- _DOCUMENT TEXT_:
::::::::

What is the best way to make an in-house database with allele frequency (like 100 genomes or ExAC)?
I am currently working on making a pilot in-house database of around 35 exomes data we have in our laboratory. I am following the GATK best practices guidelines for data analysis. The following pipeline I am using,
1. Data prepsocessing to make a clean BAM (Picardtools, BWA) from fastq files 2. Mark duplicates in Picard 3. Realignment around indels (RealignerTargetCreator + IndelRealigner) 4. Base quality score recalibration (BaseRecalibrator + PrintReads) 5. Generate GVCF or VCF (HaplotypeCaller).
After this there are two ways to proceed I guess.
Either I can generate seperate VCF files for 35 samples directly using HaplotypeCaller, hardfilter them and merge them using VCFtools (using mergeVCF command) to make a multisample VCF file. Then I can calculate the Minor Allele Frequency using VCFtools for each variant in the multisample VCF file.

::::::::

- _QUESTIONS TO ANSWER_:
**A)** Swap "BAM" for "CRAM" and rewrite the part of the allele frequency thread that opens with the words containing "What is the" and closes with "proceed I guess.".
**B)** Please state the number of exomes that the pilot in-house database in the allele frequency thread covers.

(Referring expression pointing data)
::::::::

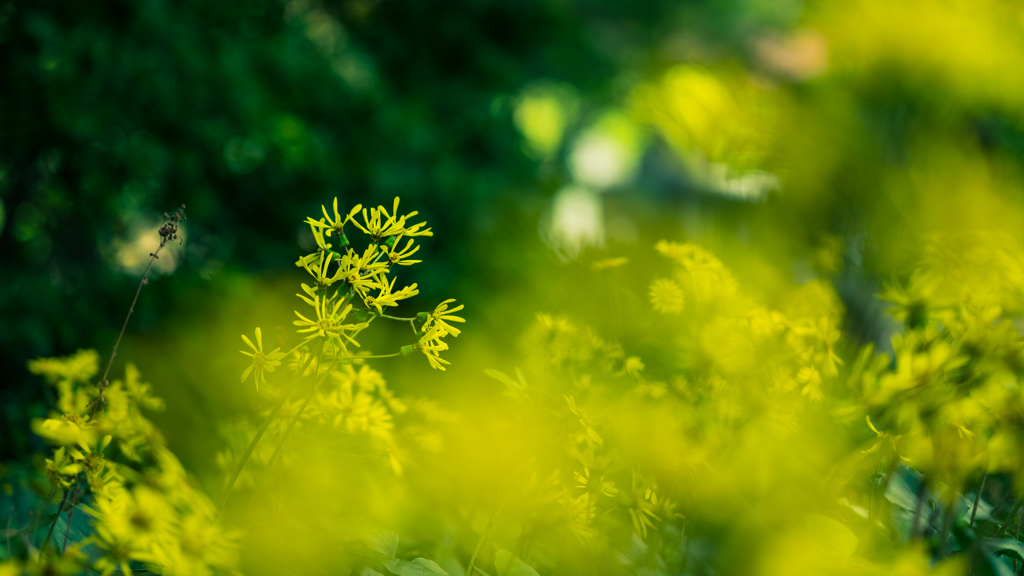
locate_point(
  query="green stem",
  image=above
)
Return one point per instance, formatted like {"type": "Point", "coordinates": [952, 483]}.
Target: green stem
{"type": "Point", "coordinates": [922, 492]}
{"type": "Point", "coordinates": [71, 515]}
{"type": "Point", "coordinates": [291, 425]}
{"type": "Point", "coordinates": [1010, 518]}
{"type": "Point", "coordinates": [261, 430]}
{"type": "Point", "coordinates": [977, 498]}
{"type": "Point", "coordinates": [49, 533]}
{"type": "Point", "coordinates": [397, 354]}
{"type": "Point", "coordinates": [483, 537]}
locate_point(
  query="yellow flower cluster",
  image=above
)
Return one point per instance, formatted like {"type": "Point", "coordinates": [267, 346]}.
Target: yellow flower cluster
{"type": "Point", "coordinates": [350, 288]}
{"type": "Point", "coordinates": [114, 465]}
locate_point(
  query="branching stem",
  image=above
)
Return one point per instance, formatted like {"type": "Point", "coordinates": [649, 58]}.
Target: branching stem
{"type": "Point", "coordinates": [291, 425]}
{"type": "Point", "coordinates": [262, 429]}
{"type": "Point", "coordinates": [483, 536]}
{"type": "Point", "coordinates": [977, 498]}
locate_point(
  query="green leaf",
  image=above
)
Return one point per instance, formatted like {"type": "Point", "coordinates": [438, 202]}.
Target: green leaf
{"type": "Point", "coordinates": [904, 484]}
{"type": "Point", "coordinates": [833, 537]}
{"type": "Point", "coordinates": [418, 567]}
{"type": "Point", "coordinates": [1004, 546]}
{"type": "Point", "coordinates": [510, 565]}
{"type": "Point", "coordinates": [385, 542]}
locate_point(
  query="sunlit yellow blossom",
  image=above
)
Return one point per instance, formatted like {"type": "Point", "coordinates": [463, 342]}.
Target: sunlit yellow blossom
{"type": "Point", "coordinates": [378, 228]}
{"type": "Point", "coordinates": [400, 257]}
{"type": "Point", "coordinates": [330, 322]}
{"type": "Point", "coordinates": [442, 315]}
{"type": "Point", "coordinates": [431, 345]}
{"type": "Point", "coordinates": [385, 297]}
{"type": "Point", "coordinates": [337, 223]}
{"type": "Point", "coordinates": [667, 296]}
{"type": "Point", "coordinates": [261, 361]}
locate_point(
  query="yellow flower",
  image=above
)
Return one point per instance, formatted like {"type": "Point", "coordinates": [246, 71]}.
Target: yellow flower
{"type": "Point", "coordinates": [378, 229]}
{"type": "Point", "coordinates": [337, 224]}
{"type": "Point", "coordinates": [442, 315]}
{"type": "Point", "coordinates": [667, 296]}
{"type": "Point", "coordinates": [329, 323]}
{"type": "Point", "coordinates": [811, 379]}
{"type": "Point", "coordinates": [431, 345]}
{"type": "Point", "coordinates": [261, 361]}
{"type": "Point", "coordinates": [388, 298]}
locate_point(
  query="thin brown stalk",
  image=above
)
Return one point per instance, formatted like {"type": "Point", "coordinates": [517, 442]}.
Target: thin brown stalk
{"type": "Point", "coordinates": [168, 232]}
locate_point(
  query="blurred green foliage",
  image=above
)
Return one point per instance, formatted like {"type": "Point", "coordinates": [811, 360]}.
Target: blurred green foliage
{"type": "Point", "coordinates": [846, 141]}
{"type": "Point", "coordinates": [253, 113]}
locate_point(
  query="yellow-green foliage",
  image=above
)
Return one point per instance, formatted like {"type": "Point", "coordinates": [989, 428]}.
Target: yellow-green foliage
{"type": "Point", "coordinates": [732, 423]}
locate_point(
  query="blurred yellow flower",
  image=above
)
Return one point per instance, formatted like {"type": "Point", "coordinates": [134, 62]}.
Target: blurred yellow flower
{"type": "Point", "coordinates": [262, 362]}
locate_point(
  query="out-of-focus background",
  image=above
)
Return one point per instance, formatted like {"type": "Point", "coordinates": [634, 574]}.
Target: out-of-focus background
{"type": "Point", "coordinates": [538, 138]}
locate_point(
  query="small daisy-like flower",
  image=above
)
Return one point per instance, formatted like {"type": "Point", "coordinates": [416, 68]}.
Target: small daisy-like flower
{"type": "Point", "coordinates": [400, 257]}
{"type": "Point", "coordinates": [442, 315]}
{"type": "Point", "coordinates": [667, 296]}
{"type": "Point", "coordinates": [261, 361]}
{"type": "Point", "coordinates": [329, 322]}
{"type": "Point", "coordinates": [431, 345]}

::::::::

- _ANSWERS GIVEN_:
**A)**
What is the best way to make an in-house database with allele frequency (like 100 genomes or ExAC)?
I am currently working on making a pilot in-house database of around 35 exomes data we have in our laboratory. I am following the GATK best practices guidelines for data analysis. The following pipeline I am using,
1. Data prepsocessing to make a clean CRAM (Picardtools, BWA) from fastq files 2. Mark duplicates in Picard 3. Realignment around indels (RealignerTargetCreator + IndelRealigner) 4. Base quality score recalibration (BaseRecalibrator + PrintReads) 5. Generate GVCF or VCF (HaplotypeCaller).
After this there are two ways to proceed I guess.

**B)** Around 35 exomes.